■ **EXTRAIT DE PAGE**:
A droite, un premier montage raté ! Il faisait appel
à un filtre de Bessel du cinquième ordre dans les voies
I et Q (voir sur la photographie les deux paires de bobinages). A l'usage,
il est apparu bien difficile de réaliser avec des composants ordinaires
deux filtres parfaitement appairés. La différence de phase
entre les deux voies dépassait 10° à 67 kHz, ce qui
conduisait à un fonctionnement médiocre (interférences
entre voies, mauvaise réjection de la bande latérale indésirable
lors du réglage).
Autre essai non concluant: l'utilisation de circuits intégrés
MC1488 pour effectuer la commutation des diodes des mélangeurs
équilibrés. Ce circuit très répandu est utilisé
dans les ordinateurs pour effectuer la transition TTL / RS232 pour le
port série. L'idée paraîssait séduisante: une
entrée TTL, une sortie symétrique de grande amplitude! Hélas,
aux essais, les temps de basculement ne se sont pas révélés
strictement identiques dans les deux sens. Le biais ainsi introduit ne
permettait pas une isolation suffisante entre les voies I et Q.
La grande leçon des nombreux essais qui ont été
conduits est qu'il est fondamental de conserver une symétrie parfaite
entre les voies de traitement I et Q. Tout écart se traduit par
une baisse rapide des performances. Comme on le verra, cette règle
n'est pas incompatible avec l'utilisation de composants ordinaires, sous
réserve de prendre quelques précautions simples.
Réalisation

- le
schéma

L'oscillateur à 65 MHz est récupéré
sur une vieille carte d'ordinateur. Un filtre passe-bas du troisième
ordre Tchebychef, calculé avec Filter Free, élimine les
harmoniques indésirables. Le transistor BF199 Q1 monté en
collecteur commun délivre donc un signal sinusoïdal à
65 MHz, sous une faible impédance.
Le potentiomètre de 100 ohms permet d'équilibrer
les amplitudes sur les deux voies de porteuses. Au lieu de déphaser
une des deux porteuses de 90°, il est plus aisé d'en déphaser
une de + 45° et l'autre de - 45°. C'est là le rôle
des condensateurs parallèles de 47 pF et 100 pF (retard de phase)
et série de 27 pF (avance de phase). Le condensateur ajustable
de 100 pF permet d'ajuster le déphasage entre les deux voies de
porteuses à 90°, très précisément.
Les voies de modulation I et Q sont identiques. Après
une adaptation d'impédance composée de la paire de transistors
classe B, Q2 et Q3 (resp Q4 et Q5) et de la résistance de 47 ohms,
le signal modulant traverse le filtre de Nyquist dont la fréquence
de coupure est de 67,7 kHz à -3dB. Une cellule d'affaiblissement
améliore la tenue des impédances sur les accès avant
que le signal n'attaque le modulateur équilibré type SRA-1.

■ **EXERCICE BREF 1**: Relevez, parmi les lignes ci-dessous, toutes celles qui contiennent le mot « pasta ».

■ **LISTE DES DONNÉES**:
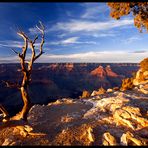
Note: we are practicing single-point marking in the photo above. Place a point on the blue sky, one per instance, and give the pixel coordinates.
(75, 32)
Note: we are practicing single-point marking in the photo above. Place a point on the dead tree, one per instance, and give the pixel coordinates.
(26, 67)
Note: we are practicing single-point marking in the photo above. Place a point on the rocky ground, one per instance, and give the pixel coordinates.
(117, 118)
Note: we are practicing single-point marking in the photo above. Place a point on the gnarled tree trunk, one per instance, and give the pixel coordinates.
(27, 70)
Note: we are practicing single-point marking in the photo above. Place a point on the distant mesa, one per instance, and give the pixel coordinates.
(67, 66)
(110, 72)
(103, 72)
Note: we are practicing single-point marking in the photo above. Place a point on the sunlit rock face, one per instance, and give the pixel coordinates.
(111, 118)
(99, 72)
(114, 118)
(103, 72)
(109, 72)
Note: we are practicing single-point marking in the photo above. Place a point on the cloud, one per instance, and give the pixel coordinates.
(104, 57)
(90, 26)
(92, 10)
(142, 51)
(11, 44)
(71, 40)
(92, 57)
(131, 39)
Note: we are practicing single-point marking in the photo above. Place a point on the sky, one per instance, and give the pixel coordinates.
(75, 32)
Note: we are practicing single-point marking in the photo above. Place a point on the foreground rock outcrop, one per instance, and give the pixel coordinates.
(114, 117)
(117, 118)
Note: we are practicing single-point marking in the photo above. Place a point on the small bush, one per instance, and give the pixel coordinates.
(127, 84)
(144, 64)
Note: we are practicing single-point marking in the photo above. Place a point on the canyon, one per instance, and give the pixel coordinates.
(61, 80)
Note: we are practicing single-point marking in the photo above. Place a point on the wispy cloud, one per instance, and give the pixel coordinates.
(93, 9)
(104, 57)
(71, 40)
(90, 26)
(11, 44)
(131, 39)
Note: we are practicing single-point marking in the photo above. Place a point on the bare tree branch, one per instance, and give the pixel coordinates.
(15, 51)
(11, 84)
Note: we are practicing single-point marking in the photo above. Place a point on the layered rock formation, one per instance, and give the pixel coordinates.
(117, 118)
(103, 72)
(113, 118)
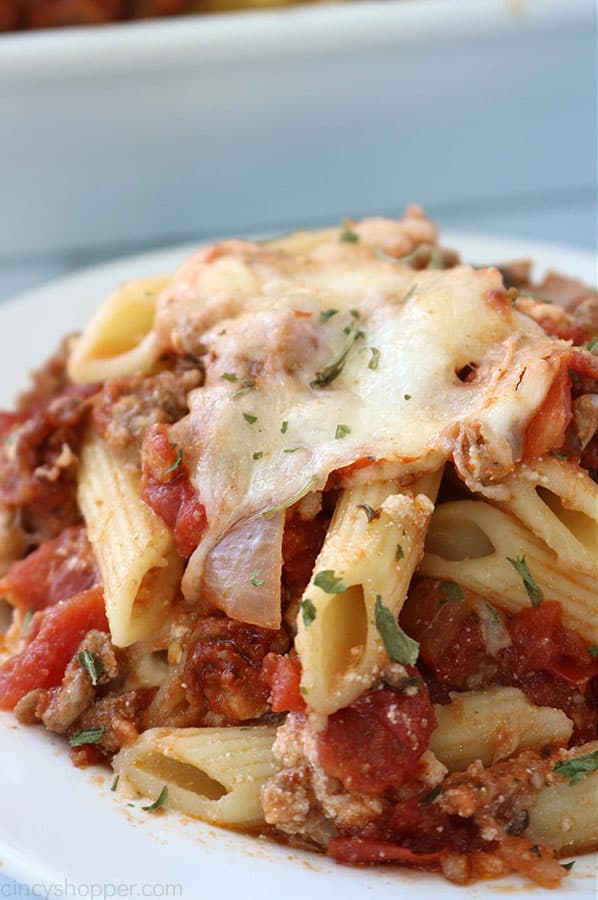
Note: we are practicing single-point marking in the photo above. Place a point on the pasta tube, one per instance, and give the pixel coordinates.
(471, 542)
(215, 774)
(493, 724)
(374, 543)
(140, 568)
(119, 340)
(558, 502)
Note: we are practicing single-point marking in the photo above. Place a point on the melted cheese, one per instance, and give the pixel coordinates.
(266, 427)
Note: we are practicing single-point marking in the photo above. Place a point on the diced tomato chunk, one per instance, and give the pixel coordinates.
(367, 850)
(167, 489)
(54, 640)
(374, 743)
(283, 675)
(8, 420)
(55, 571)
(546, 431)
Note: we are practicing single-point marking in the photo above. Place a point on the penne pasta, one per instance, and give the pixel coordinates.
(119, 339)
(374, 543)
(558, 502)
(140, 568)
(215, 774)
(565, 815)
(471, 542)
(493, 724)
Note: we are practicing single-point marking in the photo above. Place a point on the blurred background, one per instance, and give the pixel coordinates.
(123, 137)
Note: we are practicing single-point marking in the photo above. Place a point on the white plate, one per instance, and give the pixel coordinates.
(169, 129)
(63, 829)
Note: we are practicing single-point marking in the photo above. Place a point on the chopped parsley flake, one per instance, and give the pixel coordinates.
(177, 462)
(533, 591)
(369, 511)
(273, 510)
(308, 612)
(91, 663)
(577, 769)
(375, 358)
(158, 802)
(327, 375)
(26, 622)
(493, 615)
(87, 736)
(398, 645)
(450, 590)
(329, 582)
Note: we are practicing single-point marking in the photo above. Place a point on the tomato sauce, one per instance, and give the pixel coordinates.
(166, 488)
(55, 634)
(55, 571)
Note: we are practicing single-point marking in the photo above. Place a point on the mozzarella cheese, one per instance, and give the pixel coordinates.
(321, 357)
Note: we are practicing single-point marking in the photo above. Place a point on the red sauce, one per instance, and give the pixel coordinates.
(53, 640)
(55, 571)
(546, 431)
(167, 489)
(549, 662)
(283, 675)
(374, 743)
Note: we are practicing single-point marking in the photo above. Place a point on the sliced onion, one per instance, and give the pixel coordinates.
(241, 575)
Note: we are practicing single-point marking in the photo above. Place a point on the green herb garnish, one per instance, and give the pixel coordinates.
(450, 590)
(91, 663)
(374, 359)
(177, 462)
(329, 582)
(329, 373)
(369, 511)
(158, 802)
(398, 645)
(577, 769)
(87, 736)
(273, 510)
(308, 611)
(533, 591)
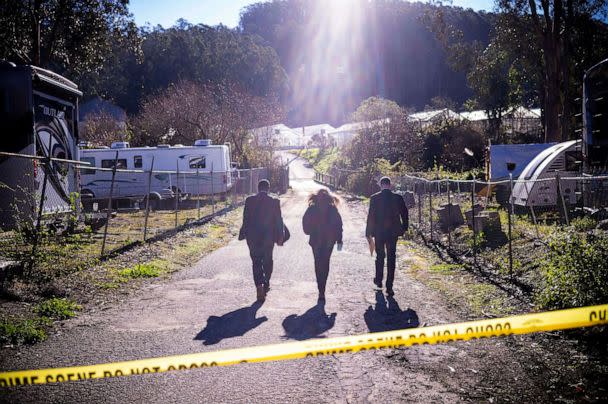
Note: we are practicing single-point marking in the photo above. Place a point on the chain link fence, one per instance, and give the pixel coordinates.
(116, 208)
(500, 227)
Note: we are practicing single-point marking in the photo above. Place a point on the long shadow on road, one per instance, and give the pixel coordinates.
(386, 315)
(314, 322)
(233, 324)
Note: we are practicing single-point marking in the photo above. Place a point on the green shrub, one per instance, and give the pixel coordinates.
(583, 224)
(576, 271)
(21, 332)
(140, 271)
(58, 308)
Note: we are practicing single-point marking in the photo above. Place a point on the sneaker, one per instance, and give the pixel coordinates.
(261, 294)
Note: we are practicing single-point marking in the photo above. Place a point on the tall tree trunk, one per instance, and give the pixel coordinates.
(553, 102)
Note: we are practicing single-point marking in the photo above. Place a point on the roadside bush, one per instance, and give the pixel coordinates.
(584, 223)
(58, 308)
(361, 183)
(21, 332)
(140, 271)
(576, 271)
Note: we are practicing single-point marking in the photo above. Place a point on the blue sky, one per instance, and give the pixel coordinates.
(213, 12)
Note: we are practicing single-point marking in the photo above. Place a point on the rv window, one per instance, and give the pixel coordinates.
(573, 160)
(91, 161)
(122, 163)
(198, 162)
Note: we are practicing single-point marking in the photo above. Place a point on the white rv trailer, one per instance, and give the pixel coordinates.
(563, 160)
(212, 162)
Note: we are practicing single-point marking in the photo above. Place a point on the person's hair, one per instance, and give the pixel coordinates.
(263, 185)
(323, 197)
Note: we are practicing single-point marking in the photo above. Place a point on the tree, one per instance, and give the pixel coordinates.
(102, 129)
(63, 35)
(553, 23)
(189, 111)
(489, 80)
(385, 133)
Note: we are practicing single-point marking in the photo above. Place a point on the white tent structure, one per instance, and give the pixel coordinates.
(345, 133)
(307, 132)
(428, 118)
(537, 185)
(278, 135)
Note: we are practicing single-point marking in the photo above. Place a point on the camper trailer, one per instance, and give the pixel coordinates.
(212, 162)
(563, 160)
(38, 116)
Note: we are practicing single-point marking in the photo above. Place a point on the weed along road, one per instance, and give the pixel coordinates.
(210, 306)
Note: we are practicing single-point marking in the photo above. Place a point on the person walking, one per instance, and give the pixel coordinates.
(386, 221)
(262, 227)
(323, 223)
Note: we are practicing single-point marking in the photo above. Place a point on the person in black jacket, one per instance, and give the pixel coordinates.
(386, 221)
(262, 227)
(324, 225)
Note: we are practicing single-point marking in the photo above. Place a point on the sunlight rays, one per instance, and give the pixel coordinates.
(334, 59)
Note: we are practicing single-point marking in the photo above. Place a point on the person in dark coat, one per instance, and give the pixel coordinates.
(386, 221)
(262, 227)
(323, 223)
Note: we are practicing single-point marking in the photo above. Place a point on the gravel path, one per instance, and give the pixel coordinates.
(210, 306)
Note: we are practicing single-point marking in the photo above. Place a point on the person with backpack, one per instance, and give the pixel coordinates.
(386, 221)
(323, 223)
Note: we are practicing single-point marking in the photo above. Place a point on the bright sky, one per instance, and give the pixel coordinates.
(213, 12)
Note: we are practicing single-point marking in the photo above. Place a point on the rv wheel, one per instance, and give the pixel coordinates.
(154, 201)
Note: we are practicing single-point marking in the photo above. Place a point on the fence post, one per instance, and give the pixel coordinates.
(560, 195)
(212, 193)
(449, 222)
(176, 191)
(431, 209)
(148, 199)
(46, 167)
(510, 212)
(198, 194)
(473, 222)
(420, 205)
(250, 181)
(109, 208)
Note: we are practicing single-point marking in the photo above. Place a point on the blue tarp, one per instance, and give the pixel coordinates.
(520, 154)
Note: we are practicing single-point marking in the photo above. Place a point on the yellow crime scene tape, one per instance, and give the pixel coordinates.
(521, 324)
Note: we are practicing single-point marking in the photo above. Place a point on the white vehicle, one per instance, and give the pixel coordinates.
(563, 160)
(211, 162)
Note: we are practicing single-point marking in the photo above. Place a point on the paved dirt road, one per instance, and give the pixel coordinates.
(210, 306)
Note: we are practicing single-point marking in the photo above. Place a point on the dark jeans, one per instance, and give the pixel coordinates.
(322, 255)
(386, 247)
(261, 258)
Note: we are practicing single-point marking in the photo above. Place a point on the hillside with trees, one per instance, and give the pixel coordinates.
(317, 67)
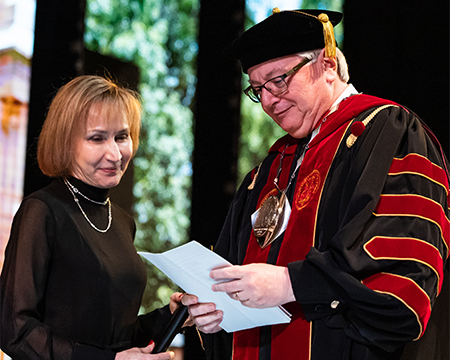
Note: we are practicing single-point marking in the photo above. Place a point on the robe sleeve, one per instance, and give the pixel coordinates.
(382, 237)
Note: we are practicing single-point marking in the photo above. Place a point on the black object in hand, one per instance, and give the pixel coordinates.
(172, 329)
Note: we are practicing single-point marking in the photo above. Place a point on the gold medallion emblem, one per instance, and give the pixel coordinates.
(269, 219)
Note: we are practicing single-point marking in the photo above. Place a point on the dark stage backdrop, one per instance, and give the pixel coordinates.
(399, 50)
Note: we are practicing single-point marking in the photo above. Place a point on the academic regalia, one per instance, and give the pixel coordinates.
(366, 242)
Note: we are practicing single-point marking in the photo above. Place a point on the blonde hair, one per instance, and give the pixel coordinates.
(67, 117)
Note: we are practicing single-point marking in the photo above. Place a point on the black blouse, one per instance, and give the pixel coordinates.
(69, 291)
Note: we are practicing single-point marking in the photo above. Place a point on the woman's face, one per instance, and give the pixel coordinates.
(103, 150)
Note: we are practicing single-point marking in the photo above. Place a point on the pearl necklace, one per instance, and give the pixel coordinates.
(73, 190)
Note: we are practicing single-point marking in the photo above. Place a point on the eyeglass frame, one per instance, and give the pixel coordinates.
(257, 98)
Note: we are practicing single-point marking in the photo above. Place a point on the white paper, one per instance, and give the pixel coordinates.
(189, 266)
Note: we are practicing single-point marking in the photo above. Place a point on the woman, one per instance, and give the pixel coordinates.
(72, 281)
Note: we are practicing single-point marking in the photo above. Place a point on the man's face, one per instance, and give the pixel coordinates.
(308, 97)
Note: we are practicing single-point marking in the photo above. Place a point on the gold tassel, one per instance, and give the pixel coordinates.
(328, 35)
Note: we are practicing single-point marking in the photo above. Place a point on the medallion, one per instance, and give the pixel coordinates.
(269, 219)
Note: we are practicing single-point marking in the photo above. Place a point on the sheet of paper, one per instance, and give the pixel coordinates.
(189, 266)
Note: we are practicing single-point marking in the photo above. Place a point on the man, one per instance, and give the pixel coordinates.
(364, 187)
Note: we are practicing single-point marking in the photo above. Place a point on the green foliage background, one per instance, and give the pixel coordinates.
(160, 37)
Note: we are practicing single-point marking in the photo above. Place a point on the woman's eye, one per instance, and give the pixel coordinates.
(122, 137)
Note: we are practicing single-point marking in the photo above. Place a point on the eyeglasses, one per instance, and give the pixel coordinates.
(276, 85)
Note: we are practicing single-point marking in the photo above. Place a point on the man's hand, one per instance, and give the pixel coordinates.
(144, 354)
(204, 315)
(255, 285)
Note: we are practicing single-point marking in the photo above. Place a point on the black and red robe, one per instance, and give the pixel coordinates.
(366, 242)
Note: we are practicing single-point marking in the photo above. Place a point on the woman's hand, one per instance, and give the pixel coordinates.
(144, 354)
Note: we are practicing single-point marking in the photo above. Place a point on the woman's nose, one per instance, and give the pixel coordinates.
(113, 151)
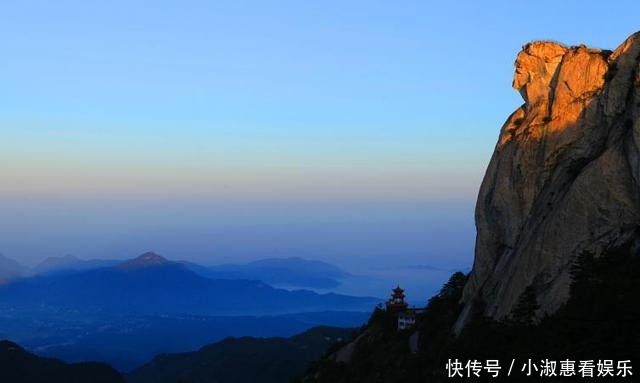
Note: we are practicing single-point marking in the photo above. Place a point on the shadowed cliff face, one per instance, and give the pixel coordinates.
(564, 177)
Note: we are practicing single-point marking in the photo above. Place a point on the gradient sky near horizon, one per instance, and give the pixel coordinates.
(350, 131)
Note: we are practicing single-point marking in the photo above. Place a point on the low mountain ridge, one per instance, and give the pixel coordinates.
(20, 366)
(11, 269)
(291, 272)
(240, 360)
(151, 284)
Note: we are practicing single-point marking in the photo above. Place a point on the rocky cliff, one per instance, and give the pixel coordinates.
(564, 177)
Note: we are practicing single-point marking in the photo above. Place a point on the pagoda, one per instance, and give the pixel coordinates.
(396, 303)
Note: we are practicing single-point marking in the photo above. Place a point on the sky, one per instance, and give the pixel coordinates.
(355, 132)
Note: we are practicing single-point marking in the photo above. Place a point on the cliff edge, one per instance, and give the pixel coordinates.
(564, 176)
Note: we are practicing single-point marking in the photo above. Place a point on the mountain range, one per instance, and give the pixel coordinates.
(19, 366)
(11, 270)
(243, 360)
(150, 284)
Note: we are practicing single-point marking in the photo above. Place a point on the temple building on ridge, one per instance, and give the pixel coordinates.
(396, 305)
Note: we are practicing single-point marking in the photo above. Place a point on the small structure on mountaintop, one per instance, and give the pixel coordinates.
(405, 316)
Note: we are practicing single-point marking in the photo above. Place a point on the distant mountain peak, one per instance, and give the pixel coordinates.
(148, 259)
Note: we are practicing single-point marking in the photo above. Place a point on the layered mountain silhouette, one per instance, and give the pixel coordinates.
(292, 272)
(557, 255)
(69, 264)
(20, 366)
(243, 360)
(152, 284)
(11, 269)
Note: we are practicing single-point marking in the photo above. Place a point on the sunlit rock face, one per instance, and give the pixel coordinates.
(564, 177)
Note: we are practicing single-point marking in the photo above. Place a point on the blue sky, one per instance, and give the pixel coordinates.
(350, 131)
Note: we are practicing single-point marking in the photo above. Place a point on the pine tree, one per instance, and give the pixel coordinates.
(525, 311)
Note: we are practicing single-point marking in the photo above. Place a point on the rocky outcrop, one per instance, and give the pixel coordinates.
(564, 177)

■ **EXERCICE BREF 2**: Réécrivez le passage de l'extrait sur le modulateur I/Q qui commence aux mots « Autre essai non » et s'arrête après « voies I et Q. », en remplaçant « MC1488 » par « MAX232 ».

■ **RÉPONSE RÉDIGÉE 1**:
Note: we are practicing single-point marking in the photo above. Place a point on the pasta tube, one per instance, and give the pixel coordinates.
Note: we are practicing single-point marking in the photo above. Place a point on the penne pasta, one per instance, and give the pixel coordinates.

■ **RÉPONSE RÉDIGÉE 2**:
Autre essai non concluant: l'utilisation de circuits intégrés
MAX232 pour effectuer la commutation des diodes des mélangeurs
équilibrés. Ce circuit très répandu est utilisé
dans les ordinateurs pour effectuer la transition TTL / RS232 pour le
port série. L'idée paraîssait séduisante: une
entrée TTL, une sortie symétrique de grande amplitude! Hélas,
aux essais, les temps de basculement ne se sont pas révélés
strictement identiques dans les deux sens. Le biais ainsi introduit ne
permettait pas une isolation suffisante entre les voies I et Q.